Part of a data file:
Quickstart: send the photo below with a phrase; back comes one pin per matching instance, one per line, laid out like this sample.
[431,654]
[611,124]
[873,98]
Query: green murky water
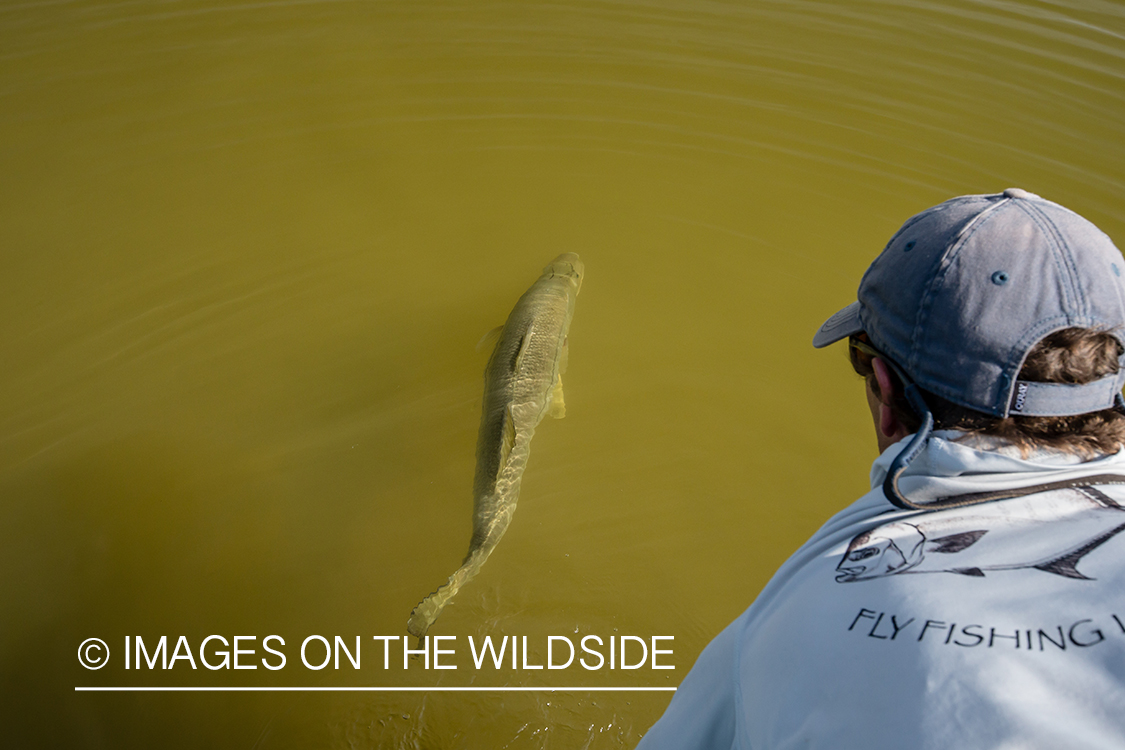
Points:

* * *

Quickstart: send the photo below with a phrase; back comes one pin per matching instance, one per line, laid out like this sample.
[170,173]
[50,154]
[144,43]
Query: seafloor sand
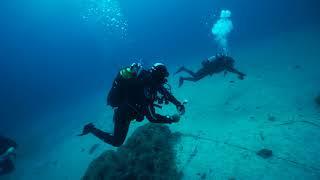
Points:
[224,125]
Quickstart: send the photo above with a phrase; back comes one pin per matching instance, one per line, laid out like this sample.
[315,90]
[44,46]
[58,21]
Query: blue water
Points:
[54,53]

◆ PROBLEM TO WORK ON:
Filter the entries above, keeping only the lines that contain the string "water". Treat uppercase and lowercase letters as different.

◆ SOLUTION FOR THIS TASK:
Query: green murky water
Query: blue water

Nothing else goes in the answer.